For this listing, the lines between the one holding "Target: 'a400m' text on tail fin" and the one holding "Target: grass verge", inclusive, must be set down exactly.
Start of Available records
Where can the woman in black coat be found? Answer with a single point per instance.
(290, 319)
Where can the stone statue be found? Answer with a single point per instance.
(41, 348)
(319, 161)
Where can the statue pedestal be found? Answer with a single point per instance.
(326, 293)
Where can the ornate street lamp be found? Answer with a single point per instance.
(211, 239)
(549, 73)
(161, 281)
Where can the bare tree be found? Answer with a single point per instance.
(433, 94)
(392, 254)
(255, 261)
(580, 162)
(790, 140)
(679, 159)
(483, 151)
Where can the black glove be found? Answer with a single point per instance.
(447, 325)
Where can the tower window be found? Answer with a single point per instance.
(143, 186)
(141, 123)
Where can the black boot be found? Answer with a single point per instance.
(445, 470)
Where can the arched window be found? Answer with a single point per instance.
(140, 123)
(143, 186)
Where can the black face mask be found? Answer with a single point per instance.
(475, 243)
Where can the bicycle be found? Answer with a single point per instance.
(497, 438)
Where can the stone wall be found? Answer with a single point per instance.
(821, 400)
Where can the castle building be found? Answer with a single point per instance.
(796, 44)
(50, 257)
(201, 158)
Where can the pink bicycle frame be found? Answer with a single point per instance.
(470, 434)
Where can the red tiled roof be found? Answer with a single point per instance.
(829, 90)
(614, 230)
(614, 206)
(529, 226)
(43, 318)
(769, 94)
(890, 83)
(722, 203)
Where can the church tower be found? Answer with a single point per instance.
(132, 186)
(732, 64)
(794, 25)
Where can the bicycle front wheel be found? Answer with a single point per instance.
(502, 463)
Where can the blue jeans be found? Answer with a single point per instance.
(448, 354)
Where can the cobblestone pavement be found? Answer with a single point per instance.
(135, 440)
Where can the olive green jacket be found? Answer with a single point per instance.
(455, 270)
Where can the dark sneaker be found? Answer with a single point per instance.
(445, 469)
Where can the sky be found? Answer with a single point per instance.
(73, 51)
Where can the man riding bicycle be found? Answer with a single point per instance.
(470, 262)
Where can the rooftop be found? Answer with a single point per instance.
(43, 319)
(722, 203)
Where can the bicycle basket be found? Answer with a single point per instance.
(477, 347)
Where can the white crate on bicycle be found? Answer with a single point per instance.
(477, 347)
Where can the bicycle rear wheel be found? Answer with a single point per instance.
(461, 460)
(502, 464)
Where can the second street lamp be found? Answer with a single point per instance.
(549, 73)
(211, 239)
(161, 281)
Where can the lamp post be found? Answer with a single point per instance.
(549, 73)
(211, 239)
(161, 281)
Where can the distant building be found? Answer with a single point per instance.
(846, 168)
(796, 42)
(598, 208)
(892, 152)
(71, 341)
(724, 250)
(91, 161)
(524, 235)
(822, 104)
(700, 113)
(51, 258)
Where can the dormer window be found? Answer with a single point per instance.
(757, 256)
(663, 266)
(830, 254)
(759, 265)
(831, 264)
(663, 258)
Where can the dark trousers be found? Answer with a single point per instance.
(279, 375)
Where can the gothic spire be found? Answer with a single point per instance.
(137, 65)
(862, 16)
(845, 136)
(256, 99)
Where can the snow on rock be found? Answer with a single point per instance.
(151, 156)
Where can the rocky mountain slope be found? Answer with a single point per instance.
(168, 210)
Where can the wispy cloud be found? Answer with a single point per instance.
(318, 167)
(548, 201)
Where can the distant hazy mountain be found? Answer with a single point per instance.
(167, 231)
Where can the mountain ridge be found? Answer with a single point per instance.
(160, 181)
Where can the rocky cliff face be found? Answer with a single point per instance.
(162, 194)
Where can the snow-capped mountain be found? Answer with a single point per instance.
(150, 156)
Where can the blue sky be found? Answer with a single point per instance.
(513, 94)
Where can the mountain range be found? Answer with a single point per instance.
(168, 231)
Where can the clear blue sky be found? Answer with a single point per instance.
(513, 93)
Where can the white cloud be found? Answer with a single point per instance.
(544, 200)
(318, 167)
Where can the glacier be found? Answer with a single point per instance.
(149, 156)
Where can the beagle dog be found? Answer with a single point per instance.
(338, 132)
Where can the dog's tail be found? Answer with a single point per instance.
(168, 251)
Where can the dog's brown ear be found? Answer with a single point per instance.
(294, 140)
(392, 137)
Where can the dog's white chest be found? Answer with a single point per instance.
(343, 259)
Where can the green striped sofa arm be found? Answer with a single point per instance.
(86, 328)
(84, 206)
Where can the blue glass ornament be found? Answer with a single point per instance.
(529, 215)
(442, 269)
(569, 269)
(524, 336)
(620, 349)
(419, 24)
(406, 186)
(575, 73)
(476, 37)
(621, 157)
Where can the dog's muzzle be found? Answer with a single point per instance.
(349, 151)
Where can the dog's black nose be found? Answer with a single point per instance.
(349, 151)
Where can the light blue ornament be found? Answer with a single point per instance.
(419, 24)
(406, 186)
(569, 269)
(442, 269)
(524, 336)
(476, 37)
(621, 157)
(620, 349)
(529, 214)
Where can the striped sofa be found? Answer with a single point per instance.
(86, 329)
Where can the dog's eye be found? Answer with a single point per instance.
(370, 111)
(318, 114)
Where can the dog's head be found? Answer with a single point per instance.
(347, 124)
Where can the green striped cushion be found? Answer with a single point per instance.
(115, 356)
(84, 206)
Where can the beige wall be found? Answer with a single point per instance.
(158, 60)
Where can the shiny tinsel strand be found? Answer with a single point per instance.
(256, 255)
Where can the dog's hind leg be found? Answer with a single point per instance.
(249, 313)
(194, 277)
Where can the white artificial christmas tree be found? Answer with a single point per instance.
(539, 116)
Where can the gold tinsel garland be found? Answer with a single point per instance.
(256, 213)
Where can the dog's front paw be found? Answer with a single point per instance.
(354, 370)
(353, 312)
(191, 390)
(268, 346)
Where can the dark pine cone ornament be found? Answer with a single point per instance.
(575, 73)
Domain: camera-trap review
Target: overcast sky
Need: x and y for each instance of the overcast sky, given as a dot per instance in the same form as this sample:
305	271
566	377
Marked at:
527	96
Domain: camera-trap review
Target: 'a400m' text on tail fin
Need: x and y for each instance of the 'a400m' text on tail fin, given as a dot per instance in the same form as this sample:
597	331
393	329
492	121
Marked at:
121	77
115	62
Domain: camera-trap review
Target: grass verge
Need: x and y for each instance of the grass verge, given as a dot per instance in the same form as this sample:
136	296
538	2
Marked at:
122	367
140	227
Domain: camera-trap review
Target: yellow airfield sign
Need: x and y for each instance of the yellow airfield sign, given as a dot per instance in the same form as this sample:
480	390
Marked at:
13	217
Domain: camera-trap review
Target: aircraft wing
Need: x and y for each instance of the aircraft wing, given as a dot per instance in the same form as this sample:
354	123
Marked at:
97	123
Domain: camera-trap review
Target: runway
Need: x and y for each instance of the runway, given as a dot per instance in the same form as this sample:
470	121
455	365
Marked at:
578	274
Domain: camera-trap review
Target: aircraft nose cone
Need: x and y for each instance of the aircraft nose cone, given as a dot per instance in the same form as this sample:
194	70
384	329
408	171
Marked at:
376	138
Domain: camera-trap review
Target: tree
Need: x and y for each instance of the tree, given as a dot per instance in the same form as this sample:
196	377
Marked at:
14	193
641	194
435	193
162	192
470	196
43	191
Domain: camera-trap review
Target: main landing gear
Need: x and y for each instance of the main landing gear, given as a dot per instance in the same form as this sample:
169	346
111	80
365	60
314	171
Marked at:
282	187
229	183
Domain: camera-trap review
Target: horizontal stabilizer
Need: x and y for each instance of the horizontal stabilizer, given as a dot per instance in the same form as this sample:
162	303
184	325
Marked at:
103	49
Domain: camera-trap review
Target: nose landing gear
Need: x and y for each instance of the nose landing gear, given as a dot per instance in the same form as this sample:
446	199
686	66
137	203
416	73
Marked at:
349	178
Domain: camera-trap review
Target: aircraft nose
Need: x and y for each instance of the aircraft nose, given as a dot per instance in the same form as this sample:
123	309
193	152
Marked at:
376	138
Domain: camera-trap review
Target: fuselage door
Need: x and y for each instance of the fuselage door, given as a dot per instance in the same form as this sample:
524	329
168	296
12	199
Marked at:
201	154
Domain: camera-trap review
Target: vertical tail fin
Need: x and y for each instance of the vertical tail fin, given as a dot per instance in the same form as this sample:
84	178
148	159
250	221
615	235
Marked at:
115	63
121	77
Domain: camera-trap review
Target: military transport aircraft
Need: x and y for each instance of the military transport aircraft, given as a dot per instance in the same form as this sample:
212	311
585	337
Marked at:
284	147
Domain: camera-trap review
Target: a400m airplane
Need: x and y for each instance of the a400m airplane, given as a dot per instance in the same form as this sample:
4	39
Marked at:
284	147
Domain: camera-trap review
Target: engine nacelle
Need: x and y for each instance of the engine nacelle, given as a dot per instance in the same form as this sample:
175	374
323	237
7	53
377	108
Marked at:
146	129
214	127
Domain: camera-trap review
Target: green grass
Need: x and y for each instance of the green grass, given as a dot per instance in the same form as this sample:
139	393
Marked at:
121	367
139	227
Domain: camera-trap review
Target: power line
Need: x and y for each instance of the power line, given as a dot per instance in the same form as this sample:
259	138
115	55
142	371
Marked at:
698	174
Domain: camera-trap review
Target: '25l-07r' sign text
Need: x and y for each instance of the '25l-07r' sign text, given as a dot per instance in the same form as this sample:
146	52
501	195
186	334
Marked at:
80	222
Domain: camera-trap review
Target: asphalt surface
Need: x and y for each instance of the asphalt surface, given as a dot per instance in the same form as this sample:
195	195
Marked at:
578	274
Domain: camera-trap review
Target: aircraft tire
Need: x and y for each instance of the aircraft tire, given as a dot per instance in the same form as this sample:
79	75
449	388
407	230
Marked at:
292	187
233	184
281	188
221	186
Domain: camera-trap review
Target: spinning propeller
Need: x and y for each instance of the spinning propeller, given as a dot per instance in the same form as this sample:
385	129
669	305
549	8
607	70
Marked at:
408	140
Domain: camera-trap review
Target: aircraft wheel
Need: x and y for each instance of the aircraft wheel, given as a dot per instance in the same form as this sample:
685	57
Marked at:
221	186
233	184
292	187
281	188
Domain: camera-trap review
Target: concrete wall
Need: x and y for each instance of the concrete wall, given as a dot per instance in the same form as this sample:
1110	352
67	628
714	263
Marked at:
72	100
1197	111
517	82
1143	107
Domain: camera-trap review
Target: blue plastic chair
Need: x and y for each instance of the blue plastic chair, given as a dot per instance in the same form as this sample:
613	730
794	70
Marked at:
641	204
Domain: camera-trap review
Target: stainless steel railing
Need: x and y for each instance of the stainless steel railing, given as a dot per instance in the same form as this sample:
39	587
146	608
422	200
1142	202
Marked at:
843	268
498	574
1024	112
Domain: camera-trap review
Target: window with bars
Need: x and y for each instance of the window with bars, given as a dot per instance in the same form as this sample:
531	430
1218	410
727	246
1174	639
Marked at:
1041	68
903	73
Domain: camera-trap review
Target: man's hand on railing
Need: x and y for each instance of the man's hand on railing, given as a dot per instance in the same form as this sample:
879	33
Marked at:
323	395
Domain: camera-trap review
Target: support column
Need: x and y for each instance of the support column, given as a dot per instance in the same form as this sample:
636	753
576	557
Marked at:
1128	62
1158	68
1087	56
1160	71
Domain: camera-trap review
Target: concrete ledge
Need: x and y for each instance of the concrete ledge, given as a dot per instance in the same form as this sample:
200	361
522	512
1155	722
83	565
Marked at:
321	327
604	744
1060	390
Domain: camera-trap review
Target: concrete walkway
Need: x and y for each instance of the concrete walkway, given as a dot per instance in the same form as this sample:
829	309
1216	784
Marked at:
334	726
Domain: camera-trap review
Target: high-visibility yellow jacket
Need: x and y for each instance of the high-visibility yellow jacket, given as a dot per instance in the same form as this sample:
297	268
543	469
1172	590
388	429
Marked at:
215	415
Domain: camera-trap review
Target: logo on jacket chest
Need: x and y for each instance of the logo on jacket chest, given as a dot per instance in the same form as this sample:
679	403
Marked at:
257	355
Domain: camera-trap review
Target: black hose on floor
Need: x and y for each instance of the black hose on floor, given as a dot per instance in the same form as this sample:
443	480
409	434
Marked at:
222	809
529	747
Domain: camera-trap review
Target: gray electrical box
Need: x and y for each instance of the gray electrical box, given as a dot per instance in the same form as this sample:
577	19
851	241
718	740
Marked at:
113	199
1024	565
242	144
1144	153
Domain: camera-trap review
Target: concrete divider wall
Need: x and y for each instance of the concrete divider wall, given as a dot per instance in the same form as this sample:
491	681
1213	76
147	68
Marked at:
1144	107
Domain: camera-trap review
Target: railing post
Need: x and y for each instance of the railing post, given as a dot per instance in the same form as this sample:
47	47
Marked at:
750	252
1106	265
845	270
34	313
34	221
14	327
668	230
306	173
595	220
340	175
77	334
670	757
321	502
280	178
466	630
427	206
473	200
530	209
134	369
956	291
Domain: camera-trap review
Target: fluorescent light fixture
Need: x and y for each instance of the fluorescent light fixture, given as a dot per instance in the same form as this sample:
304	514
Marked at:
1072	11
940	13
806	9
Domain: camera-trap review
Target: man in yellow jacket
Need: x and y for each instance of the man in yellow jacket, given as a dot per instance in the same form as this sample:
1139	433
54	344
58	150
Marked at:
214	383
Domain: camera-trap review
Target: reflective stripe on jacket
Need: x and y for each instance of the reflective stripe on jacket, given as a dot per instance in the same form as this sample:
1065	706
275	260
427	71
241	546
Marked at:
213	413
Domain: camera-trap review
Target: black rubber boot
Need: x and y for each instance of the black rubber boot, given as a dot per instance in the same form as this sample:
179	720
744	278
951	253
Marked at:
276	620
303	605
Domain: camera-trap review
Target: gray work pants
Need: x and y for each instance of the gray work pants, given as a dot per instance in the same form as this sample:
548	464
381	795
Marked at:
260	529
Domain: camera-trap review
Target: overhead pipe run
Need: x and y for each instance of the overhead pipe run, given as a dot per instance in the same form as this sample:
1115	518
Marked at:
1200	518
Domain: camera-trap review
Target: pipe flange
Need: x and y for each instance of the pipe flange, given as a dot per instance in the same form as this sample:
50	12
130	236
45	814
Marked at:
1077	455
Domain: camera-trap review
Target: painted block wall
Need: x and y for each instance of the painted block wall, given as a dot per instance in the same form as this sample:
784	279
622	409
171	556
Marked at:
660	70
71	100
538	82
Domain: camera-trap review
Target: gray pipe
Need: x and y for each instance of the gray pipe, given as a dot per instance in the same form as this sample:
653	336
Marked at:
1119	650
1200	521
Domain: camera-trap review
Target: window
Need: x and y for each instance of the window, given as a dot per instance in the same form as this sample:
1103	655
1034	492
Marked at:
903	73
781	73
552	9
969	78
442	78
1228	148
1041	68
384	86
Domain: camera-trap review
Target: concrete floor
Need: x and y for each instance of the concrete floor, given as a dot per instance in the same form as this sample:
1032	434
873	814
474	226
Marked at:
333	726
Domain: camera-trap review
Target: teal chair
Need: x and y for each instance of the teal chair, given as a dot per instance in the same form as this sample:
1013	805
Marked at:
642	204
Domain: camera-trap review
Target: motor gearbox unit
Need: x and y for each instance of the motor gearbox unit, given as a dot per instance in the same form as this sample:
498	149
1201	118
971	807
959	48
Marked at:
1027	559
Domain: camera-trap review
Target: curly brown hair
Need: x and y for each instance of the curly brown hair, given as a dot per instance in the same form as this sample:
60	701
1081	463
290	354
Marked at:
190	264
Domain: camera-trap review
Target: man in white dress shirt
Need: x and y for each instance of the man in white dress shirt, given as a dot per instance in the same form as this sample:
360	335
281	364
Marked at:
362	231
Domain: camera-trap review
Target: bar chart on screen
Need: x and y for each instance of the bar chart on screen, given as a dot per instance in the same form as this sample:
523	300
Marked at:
End of Available records
Answer for this exercise »
Target: 'a400m' text on tail fin
Need: x and y for each instance of the 'a400m' text on tail fin, given as a dot per instance in the same form as this sample:
597	331
393	329
492	121
Marked at:
121	77
115	62
Domain: camera-trap review
Target: grass verge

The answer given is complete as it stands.